• _Excerpted data_:
+ + + + +

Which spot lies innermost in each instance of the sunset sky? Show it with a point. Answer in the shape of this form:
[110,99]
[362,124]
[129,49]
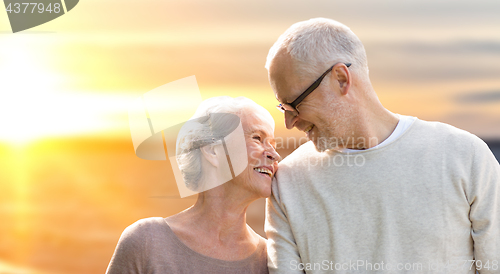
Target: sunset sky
[73,78]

+ + + + +

• _Your objective_:
Copy out the lines above word for word, leaving out the pictures.

• _Response_:
Which spot lies innermost in each instance of the sunset sky? Show it with a point. Answer in the shape of this form:
[110,99]
[362,124]
[129,49]
Target: sunset sky
[73,78]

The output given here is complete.